* _Task objective_: Please lay out the rows below as a numbered list, leaving out any blank lines.

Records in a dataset
===============

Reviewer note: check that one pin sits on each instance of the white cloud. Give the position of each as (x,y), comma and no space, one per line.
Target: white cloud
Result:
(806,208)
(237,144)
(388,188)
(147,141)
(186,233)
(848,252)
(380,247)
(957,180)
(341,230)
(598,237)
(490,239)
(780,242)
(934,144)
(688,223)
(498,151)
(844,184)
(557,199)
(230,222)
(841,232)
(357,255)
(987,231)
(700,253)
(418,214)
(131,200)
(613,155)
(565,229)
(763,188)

===============

* _Task response_:
1. Reviewer note: check that one pin sits on each instance of the white cloud. Give the position of each as (x,y), comma and no space, one per line.
2. Target: white cloud
3. Result:
4. (806,208)
5. (237,144)
6. (388,188)
7. (147,141)
8. (186,233)
9. (848,252)
10. (380,247)
11. (957,180)
12. (341,230)
13. (598,237)
14. (490,239)
15. (780,242)
16. (934,144)
17. (688,223)
18. (498,151)
19. (844,184)
20. (557,199)
21. (230,222)
22. (841,232)
23. (357,255)
24. (987,231)
25. (700,253)
26. (418,214)
27. (131,200)
28. (613,155)
29. (565,229)
30. (763,188)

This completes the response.